> _What the exercise asks_
Lay out the records below as a two-column CSV with the header row text,answer, writing one row per record. Put each record's text and its answer in a single quoted field, and replace any line breaks with spaces.

> _Dataset extract_
____

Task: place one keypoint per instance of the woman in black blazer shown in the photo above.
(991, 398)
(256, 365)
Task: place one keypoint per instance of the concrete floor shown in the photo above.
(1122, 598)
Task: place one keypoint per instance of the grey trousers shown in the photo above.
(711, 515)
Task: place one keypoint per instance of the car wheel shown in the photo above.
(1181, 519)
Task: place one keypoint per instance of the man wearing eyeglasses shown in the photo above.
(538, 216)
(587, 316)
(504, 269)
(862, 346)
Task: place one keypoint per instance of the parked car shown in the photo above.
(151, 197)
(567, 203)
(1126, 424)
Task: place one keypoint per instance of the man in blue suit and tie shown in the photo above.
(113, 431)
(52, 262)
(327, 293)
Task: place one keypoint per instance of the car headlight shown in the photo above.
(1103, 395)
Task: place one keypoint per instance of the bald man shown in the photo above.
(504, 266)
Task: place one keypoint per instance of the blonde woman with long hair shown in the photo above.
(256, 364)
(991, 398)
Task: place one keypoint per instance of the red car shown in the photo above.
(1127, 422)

____

> _Task result_
text,answer
"Task: place one keypoint per instance of the woman in black blazer shown in the photo above.","(991, 398) (256, 365)"
"Task: place one keypoint per instance of the concrete floor shown in the photo above.","(1122, 598)"
"Task: place one keypoint per instance of the grey trousers shown in the photo above.","(711, 515)"
"Task: place one keypoint per instance of the car wheel shown in the photo above.","(1181, 519)"
"Task: place one keypoint per instance of the man wearing eyeglasses shown in the photo above.","(538, 216) (587, 316) (504, 269) (862, 346)"
"Task: place one keypoint per instance of the parked car shown in the photo above.","(151, 197) (567, 203) (1126, 424)"
"Task: place one keypoint per instance of the man in blue suit and tie shown in the photo above.","(113, 431) (52, 262) (327, 293)"
"Task: place one keypoint per instance of the car headlight shown in the photo above.","(1103, 395)"
"Task: place one keypoint per instance of the bald man shown in the photo above.","(504, 266)"
"Task: place one keypoint per instance of the blonde woman with long hair shown in the photo above.","(256, 364) (991, 398)"
"Task: place one keypoint per instance of the red car shown in the photo above.","(1127, 422)"